▸ Work request: Whenever the word "mountain" turns up in a line below, that line should be copied.

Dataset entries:

————————

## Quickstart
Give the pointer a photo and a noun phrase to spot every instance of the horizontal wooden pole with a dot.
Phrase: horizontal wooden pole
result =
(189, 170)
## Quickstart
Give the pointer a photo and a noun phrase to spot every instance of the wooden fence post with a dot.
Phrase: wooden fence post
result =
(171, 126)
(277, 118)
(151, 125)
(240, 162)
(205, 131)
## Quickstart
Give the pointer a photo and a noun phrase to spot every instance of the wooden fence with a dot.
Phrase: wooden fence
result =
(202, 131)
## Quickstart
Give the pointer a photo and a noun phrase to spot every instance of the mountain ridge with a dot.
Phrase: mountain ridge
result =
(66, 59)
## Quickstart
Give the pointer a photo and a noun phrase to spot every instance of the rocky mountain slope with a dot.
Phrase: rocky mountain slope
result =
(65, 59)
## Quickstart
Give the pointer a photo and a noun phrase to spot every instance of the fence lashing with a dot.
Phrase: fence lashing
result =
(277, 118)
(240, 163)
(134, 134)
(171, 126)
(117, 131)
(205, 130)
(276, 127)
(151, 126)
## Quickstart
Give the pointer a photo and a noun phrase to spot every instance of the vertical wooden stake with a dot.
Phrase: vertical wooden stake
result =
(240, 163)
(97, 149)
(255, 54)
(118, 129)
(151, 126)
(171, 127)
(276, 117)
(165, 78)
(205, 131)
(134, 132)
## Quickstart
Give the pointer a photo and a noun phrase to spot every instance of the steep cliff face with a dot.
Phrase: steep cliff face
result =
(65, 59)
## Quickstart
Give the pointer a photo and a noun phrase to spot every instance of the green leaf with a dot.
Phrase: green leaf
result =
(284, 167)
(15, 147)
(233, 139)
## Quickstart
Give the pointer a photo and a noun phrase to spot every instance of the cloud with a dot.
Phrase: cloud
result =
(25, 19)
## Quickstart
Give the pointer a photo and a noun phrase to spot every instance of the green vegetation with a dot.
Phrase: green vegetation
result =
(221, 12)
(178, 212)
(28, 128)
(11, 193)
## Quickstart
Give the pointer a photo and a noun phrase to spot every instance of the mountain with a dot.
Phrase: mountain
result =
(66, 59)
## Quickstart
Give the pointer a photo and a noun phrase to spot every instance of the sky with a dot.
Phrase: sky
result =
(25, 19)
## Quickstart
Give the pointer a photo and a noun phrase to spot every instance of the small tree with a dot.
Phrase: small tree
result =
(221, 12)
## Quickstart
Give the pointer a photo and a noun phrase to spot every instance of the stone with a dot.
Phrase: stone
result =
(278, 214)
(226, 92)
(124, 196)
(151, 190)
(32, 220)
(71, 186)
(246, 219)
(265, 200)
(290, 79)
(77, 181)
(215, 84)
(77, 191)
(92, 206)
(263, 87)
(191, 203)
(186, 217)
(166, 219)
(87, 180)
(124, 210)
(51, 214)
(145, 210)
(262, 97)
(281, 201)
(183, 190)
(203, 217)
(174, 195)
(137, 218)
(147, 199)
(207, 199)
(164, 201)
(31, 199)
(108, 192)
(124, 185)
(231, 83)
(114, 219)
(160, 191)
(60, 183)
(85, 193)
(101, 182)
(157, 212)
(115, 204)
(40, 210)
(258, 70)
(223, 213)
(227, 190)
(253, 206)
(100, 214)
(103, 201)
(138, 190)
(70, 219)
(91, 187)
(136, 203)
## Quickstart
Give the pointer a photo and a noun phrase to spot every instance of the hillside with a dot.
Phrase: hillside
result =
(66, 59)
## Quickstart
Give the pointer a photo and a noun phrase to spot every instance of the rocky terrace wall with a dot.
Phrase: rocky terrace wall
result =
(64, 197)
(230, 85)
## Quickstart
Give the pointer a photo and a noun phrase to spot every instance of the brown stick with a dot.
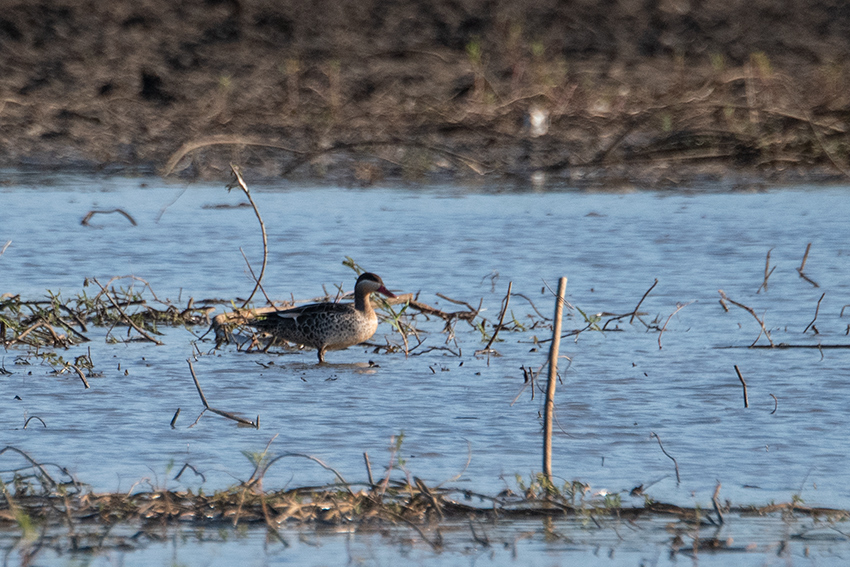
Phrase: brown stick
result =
(549, 412)
(501, 317)
(803, 265)
(751, 312)
(634, 313)
(767, 272)
(241, 183)
(664, 328)
(81, 375)
(716, 502)
(816, 316)
(368, 468)
(669, 456)
(744, 384)
(125, 316)
(87, 218)
(256, 279)
(227, 414)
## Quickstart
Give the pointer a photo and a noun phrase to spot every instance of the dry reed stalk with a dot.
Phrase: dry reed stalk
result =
(744, 384)
(505, 303)
(241, 183)
(549, 412)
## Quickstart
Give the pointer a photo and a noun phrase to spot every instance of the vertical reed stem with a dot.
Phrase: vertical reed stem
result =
(553, 378)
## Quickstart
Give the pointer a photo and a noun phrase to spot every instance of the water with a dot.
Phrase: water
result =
(466, 243)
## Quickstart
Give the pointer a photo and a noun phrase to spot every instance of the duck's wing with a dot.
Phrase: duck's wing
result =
(304, 311)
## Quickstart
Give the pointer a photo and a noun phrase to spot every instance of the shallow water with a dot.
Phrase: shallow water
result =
(466, 243)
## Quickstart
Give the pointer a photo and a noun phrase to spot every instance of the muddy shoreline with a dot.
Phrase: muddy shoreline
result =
(657, 93)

————————

▸ Solution for this problem:
Give the pointer a photo and a noun phrase to spot every instance of the mountain ridge with a dot.
Phrase: mountain ridge
Give the pointer a photo and a noun phrase to spot every instance of the rocky mountain slope with a dot.
Phrase: rocky mountain slope
Give the pointer a photo and a noun phrase to spot every instance of the mountain with a dot.
Phrase: mountain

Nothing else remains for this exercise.